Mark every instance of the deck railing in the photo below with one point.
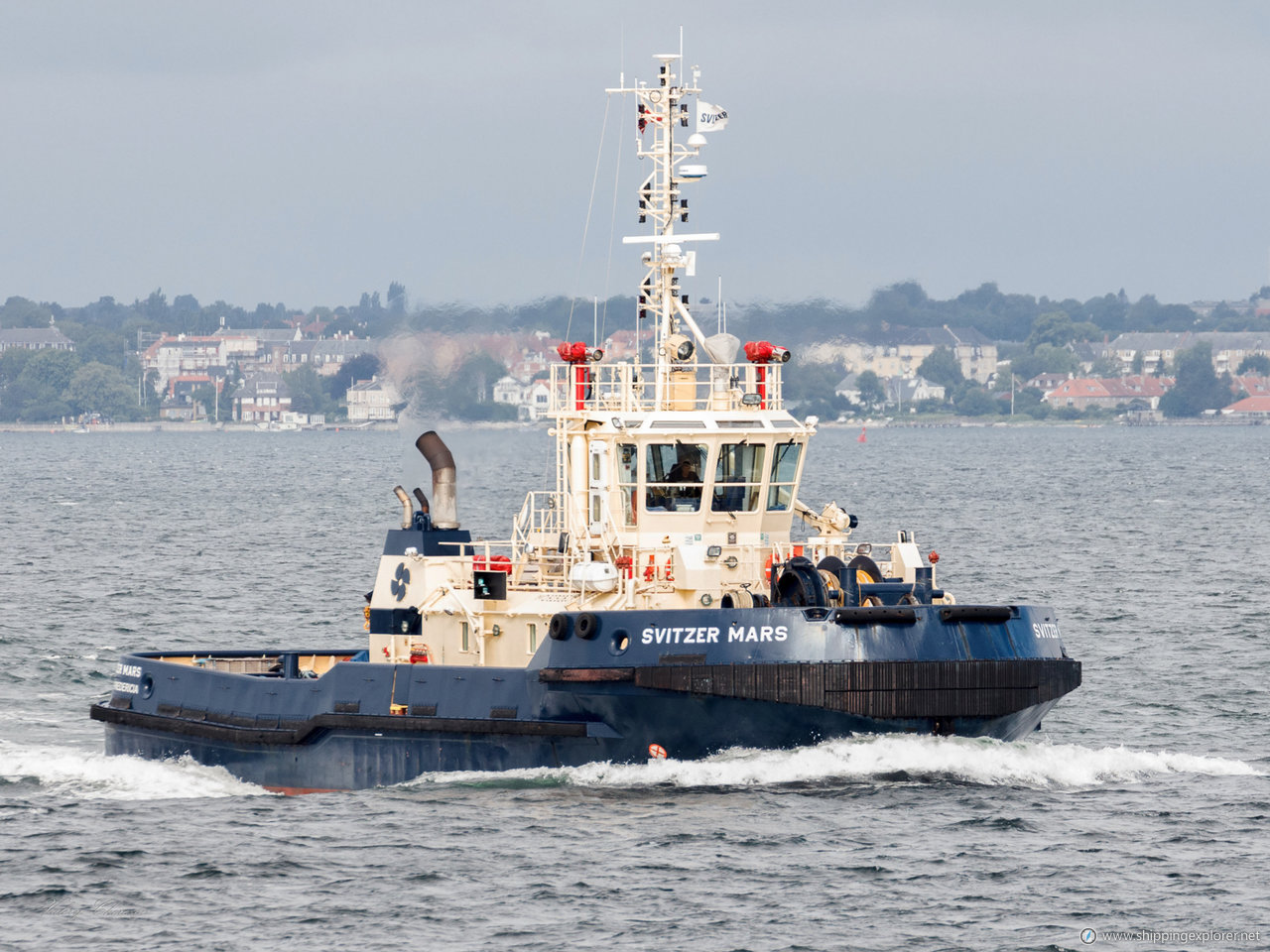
(627, 388)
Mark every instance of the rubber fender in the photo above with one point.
(801, 585)
(588, 625)
(559, 626)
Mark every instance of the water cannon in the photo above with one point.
(679, 347)
(578, 353)
(766, 352)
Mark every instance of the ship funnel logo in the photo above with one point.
(400, 579)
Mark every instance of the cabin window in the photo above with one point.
(674, 476)
(738, 477)
(627, 475)
(780, 495)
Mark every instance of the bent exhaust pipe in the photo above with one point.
(444, 493)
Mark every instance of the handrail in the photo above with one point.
(626, 388)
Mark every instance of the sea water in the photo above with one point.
(1141, 807)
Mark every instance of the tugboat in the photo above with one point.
(652, 603)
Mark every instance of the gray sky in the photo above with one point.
(305, 151)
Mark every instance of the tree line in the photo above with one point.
(103, 373)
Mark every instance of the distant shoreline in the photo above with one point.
(948, 422)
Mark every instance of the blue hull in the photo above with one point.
(604, 687)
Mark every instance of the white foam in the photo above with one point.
(962, 760)
(90, 775)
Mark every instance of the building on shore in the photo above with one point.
(262, 399)
(901, 354)
(1110, 393)
(35, 339)
(373, 400)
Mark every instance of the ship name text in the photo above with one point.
(711, 635)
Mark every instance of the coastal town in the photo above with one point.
(250, 372)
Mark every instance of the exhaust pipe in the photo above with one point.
(444, 494)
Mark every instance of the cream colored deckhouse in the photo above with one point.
(676, 477)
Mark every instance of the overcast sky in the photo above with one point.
(305, 151)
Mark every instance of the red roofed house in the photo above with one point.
(1109, 393)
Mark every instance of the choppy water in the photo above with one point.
(1142, 805)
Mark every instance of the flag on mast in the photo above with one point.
(710, 118)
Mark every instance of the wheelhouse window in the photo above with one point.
(780, 494)
(738, 477)
(672, 474)
(627, 475)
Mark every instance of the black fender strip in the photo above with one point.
(881, 689)
(204, 725)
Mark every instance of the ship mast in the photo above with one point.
(662, 109)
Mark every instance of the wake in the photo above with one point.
(93, 775)
(885, 758)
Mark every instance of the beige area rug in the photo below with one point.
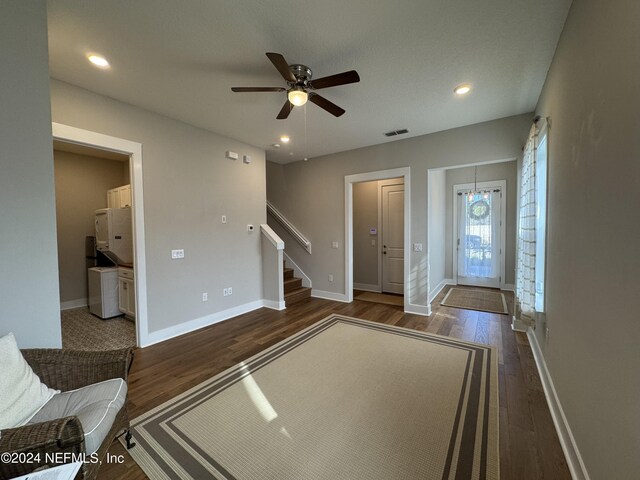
(482, 300)
(83, 331)
(397, 300)
(342, 399)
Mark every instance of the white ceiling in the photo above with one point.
(181, 58)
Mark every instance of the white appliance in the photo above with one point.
(103, 292)
(113, 234)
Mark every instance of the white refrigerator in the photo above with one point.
(103, 292)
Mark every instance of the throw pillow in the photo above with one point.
(22, 393)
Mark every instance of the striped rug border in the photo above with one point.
(462, 458)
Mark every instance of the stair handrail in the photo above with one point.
(272, 236)
(293, 231)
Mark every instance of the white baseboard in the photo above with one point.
(274, 305)
(367, 287)
(434, 293)
(297, 271)
(198, 323)
(518, 325)
(424, 310)
(338, 297)
(80, 302)
(569, 447)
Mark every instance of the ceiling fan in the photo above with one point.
(301, 87)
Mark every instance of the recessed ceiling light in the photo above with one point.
(98, 61)
(462, 89)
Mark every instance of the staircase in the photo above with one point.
(294, 292)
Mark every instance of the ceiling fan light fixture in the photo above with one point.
(297, 96)
(462, 89)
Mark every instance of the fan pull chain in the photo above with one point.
(306, 144)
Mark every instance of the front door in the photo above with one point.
(393, 238)
(478, 243)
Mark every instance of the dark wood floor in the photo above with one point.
(529, 446)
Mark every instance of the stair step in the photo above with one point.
(292, 284)
(297, 295)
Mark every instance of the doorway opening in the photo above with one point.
(378, 241)
(484, 220)
(478, 218)
(118, 181)
(400, 267)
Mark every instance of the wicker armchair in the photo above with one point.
(65, 370)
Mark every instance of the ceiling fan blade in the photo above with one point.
(258, 89)
(330, 107)
(285, 111)
(281, 64)
(343, 78)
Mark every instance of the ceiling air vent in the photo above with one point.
(393, 133)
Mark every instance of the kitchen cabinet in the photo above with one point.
(127, 291)
(119, 197)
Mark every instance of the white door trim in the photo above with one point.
(502, 184)
(349, 180)
(79, 136)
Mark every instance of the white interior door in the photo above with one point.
(479, 238)
(393, 238)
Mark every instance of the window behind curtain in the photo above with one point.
(541, 217)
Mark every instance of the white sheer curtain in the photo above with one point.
(526, 253)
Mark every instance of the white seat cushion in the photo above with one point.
(96, 406)
(21, 391)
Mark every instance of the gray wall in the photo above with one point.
(437, 227)
(29, 303)
(188, 185)
(81, 188)
(496, 171)
(365, 216)
(593, 351)
(311, 194)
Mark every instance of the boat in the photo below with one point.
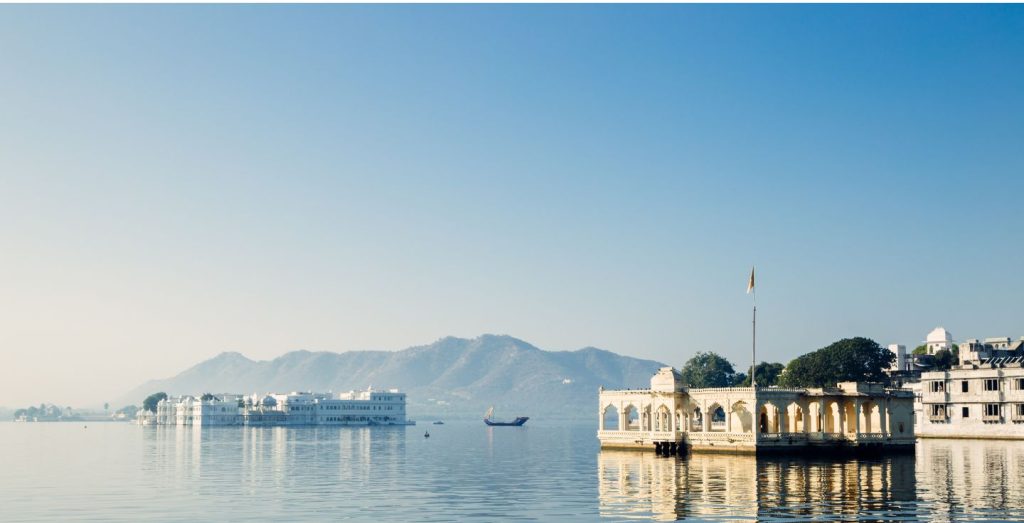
(487, 419)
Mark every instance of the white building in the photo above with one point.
(982, 397)
(295, 408)
(939, 339)
(670, 417)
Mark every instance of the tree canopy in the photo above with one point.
(150, 403)
(708, 369)
(851, 359)
(767, 375)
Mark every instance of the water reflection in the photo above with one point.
(736, 487)
(975, 478)
(946, 480)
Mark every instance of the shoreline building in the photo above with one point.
(671, 418)
(295, 408)
(982, 397)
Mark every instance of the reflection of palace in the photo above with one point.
(743, 419)
(958, 477)
(633, 484)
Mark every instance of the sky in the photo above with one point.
(177, 181)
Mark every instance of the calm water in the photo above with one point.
(116, 472)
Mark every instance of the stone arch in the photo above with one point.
(609, 419)
(814, 420)
(850, 417)
(796, 420)
(717, 418)
(663, 419)
(632, 418)
(742, 416)
(833, 417)
(696, 422)
(871, 417)
(769, 419)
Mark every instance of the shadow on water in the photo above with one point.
(731, 487)
(944, 481)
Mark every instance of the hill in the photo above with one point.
(454, 377)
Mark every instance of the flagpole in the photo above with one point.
(754, 341)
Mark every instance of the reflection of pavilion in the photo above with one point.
(963, 477)
(743, 419)
(634, 484)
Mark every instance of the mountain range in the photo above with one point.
(453, 377)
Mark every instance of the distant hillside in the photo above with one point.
(452, 377)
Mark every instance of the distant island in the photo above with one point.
(45, 412)
(451, 378)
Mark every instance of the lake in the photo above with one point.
(467, 471)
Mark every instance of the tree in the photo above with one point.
(851, 359)
(767, 375)
(150, 403)
(708, 369)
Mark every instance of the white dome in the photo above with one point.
(939, 335)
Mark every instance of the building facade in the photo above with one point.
(670, 417)
(295, 408)
(982, 397)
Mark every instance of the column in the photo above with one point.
(841, 416)
(856, 416)
(821, 415)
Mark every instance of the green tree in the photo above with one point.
(708, 369)
(150, 403)
(851, 359)
(767, 375)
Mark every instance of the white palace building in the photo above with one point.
(670, 418)
(981, 397)
(295, 408)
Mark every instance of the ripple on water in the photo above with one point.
(466, 471)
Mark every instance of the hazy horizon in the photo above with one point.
(181, 180)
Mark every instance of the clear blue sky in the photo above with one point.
(176, 181)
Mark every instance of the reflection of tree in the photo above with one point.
(726, 486)
(962, 478)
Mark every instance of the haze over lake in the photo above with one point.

#####

§ **WHAT TO PRODUCE**: Repeat the line containing "Mark every instance of the mountain" and all subsequent lines through the final line of the data, exactly and with no others.

§ **ANSWER BELOW**:
Mark every instance of the mountain range in the photo above with one point.
(453, 377)
Mark every instance of the distant hillside in the photo above with one point.
(452, 377)
Mark every instance of the distant island in the photo above with one point.
(45, 412)
(451, 378)
Mark every instance of the lake in the photo above with one point.
(467, 471)
Mark every instance of the tree in the photo above with one point.
(851, 359)
(767, 375)
(150, 403)
(708, 369)
Mark every instance of the white dome in the photo above with one point.
(939, 335)
Mark every instance of the building facade in the photo above with one point.
(670, 417)
(295, 408)
(982, 397)
Mark every instance of the column in the photo above with one point.
(841, 416)
(856, 416)
(821, 415)
Mark every instance of the green tree in the photo above with one point.
(708, 369)
(150, 403)
(851, 359)
(767, 375)
Mark every instance of the white palace building in the photo above with one point.
(670, 418)
(981, 397)
(295, 408)
Mark every instance of the ripple on water in the photo above with one point.
(466, 471)
Mark every instance of the hazy horizon in the photo above with one point.
(181, 180)
Mark every instance of the clear blue sky in the photo above with one point.
(176, 181)
Mark every instance of the reflection of tree in the photo above with one point.
(726, 486)
(962, 478)
Mark every instance of the haze over lake in the photo above with one point.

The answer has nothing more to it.